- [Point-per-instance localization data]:

******

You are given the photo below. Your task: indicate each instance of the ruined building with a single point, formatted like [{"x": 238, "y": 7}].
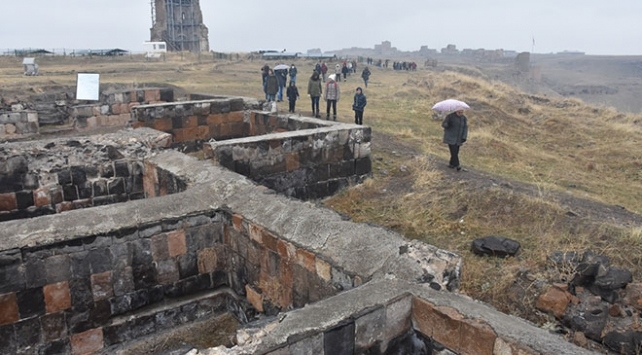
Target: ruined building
[{"x": 179, "y": 23}]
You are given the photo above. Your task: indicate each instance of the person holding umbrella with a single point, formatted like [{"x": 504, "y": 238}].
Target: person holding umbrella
[{"x": 455, "y": 134}]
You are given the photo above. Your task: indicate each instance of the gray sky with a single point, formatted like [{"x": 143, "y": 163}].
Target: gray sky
[{"x": 596, "y": 27}]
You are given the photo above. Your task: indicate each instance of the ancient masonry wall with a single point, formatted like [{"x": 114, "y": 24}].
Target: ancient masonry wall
[{"x": 18, "y": 124}]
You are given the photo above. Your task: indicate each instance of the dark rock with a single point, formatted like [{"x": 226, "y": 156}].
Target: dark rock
[{"x": 495, "y": 246}]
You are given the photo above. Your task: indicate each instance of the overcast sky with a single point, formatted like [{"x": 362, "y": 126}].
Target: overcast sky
[{"x": 597, "y": 27}]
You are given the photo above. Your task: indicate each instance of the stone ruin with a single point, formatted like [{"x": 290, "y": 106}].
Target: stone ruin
[{"x": 111, "y": 240}]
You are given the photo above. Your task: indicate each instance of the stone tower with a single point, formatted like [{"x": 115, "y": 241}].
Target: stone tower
[{"x": 179, "y": 23}]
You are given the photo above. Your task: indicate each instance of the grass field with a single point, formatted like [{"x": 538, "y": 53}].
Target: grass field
[{"x": 556, "y": 145}]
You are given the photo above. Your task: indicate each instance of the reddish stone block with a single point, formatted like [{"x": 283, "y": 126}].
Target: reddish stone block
[
  {"x": 306, "y": 259},
  {"x": 207, "y": 260},
  {"x": 256, "y": 233},
  {"x": 477, "y": 338},
  {"x": 9, "y": 312},
  {"x": 101, "y": 286},
  {"x": 189, "y": 122},
  {"x": 237, "y": 222},
  {"x": 8, "y": 202},
  {"x": 150, "y": 180},
  {"x": 176, "y": 243},
  {"x": 163, "y": 124},
  {"x": 285, "y": 250},
  {"x": 254, "y": 297},
  {"x": 64, "y": 206},
  {"x": 202, "y": 132},
  {"x": 269, "y": 240},
  {"x": 87, "y": 342},
  {"x": 41, "y": 197},
  {"x": 57, "y": 297},
  {"x": 215, "y": 119}
]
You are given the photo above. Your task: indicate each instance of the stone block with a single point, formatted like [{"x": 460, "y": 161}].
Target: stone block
[
  {"x": 370, "y": 328},
  {"x": 166, "y": 271},
  {"x": 159, "y": 246},
  {"x": 31, "y": 302},
  {"x": 101, "y": 286},
  {"x": 9, "y": 312},
  {"x": 306, "y": 259},
  {"x": 54, "y": 326},
  {"x": 477, "y": 337},
  {"x": 8, "y": 202},
  {"x": 254, "y": 297},
  {"x": 28, "y": 333},
  {"x": 176, "y": 243},
  {"x": 57, "y": 268},
  {"x": 87, "y": 342},
  {"x": 207, "y": 261},
  {"x": 57, "y": 297},
  {"x": 340, "y": 340}
]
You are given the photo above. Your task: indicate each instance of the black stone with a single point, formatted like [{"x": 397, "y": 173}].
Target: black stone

******

Scan the records for the word "indicate" and copy every line where it is found.

- [TASK RESPONSE]:
You are given the photo below. Your task: indicate each instance of the ruined building with a single point, formatted like [{"x": 238, "y": 7}].
You are given the photo above. Your task: indicate each instance of the person holding umbrella with a single point, formatted like [{"x": 504, "y": 238}].
You are given the photo above. Your task: indicate each instance of the gray sky with a single point, formatted like [{"x": 143, "y": 163}].
You are given the photo above. Your task: indicate each instance of the ancient masonry wall with a single point, formatted like [{"x": 114, "y": 24}].
You are given the photo above. Your task: indicate each instance of the dark rock with a single point, formatted like [{"x": 226, "y": 156}].
You are given the photo above. Your task: indicate each instance of the overcast sky with a single point, formatted like [{"x": 362, "y": 126}].
You are given the photo above. Your task: indicate each instance of the stone ruin with a single point, formatted like [{"x": 290, "y": 106}].
You are given the photo above. Your task: indicate each instance of the stone tower with a single point, formatted like [{"x": 115, "y": 241}].
You are given the photo above. Your task: indicate each instance of the grass field with a single point, formatted like [{"x": 538, "y": 53}].
You are given the photo above. Your task: indicate each instance of the reddish stone block with a single point, formatted like [{"x": 283, "y": 126}].
You are given the photo above. Your task: indicate each instance of the stone block with a single point, formatted like [{"x": 460, "y": 161}].
You are given the photo above. Your task: indicate each instance of the black stone with a single point, formatted like [{"x": 397, "y": 173}].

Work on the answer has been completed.